(AVAILABLE DATA begins)
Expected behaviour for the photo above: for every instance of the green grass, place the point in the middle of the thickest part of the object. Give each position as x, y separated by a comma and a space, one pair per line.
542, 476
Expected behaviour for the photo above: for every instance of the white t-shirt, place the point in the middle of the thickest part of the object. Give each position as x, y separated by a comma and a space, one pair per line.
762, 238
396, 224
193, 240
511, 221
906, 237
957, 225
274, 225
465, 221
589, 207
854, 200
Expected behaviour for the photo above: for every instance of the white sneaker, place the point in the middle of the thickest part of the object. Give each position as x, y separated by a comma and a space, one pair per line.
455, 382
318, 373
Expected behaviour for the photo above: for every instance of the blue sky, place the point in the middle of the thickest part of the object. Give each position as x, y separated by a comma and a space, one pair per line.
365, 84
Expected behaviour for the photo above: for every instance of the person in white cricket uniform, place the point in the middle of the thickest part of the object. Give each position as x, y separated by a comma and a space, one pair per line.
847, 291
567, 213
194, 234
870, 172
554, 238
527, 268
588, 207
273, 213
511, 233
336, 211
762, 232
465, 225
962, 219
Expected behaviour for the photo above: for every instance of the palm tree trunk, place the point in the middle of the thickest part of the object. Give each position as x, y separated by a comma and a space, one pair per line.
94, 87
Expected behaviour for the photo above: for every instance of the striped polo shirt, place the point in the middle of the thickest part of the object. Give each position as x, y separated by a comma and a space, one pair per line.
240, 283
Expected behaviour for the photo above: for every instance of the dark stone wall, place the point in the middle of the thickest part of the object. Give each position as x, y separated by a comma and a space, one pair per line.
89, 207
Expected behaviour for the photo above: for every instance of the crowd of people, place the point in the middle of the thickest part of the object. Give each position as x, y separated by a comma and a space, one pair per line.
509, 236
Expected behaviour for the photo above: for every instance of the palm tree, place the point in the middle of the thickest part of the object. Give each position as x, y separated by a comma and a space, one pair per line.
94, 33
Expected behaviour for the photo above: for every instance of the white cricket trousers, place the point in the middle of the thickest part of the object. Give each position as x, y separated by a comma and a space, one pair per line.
(AVAILABLE DATA ends)
**TASK PROMPT**
Write out, word for word, the line containing "palm tree, place" and every line after it to the end of the data above.

**WRITTEN RESPONSE**
Expected behaviour for the photo above: for every instance of the palm tree, place the point in the middle of the thickest part of the object. Give each position as x, y separated by a comma and a space, one pair per line.
94, 33
Expected behaviour for the photo above: for every instance of the white cricket trousers, place the point in the middle of the thickest part of the object. Give each position as x, y separated by a comma and a space, one pair per line.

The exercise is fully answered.